1. A method for executing instructions by a plurality n of functional units of a processor, said n functional units operable to execute instructions in a single instruction multiple data (SIMD) manner and to execute instructions in a multi-scalar manner, comprising:
loading data from a shared memory into one or more registers, each register holding data for execution by a particular functional unit of said plurality of functional units;
performing at least one operation selected from the group consisting of:
executing an instruction by said plurality n of functional units on data held in the registers belonging to all of said plurality n of functional units; and
executing one or more instructions by a number x, 0<x<n, of functional units on the data loaded in a corresponding number x of the registers belonging to said x functional units; and
thereafter storing second data held in respective ones of said registers to locations of the shared memory in respective regions of the shared memory, said locations further being vertically offset from each other.
2. A method as claimed in claim 1 wherein said locations are vertically offset by at least one row of the shared memory.
3. A method as claim 1 further comprising simultaneously loading data from said respective regions of the shared memory to all the registers of said functional units of said processor, said respective regions of said memory permitting simultaneous access to said vertically offset locations.

EXTRACTED MATERIAL =
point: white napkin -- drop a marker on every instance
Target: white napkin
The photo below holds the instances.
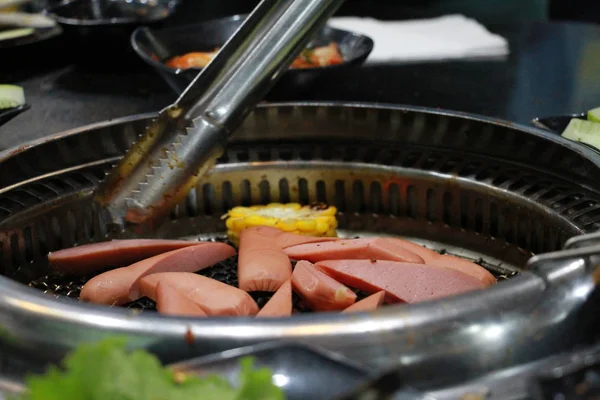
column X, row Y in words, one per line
column 447, row 37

DIRECTION 1 = According to claim 2 of the patent claims, by how much are the storage locations vertically offset?
DIRECTION 2 = Please duplicate the patent claims from "2. A method" up to and including "vertically offset locations.".

FINISHED ANSWER 1 = By at least one row of the shared memory.

FINISHED ANSWER 2 =
2. A method as claimed in claim 1 wherein said locations are vertically offset by at least one row of the shared memory.
3. A method as claim 1 further comprising simultaneously loading data from said respective regions of the shared memory to all the registers of said functional units of said processor, said respective regions of said memory permitting simultaneous access to said vertically offset locations.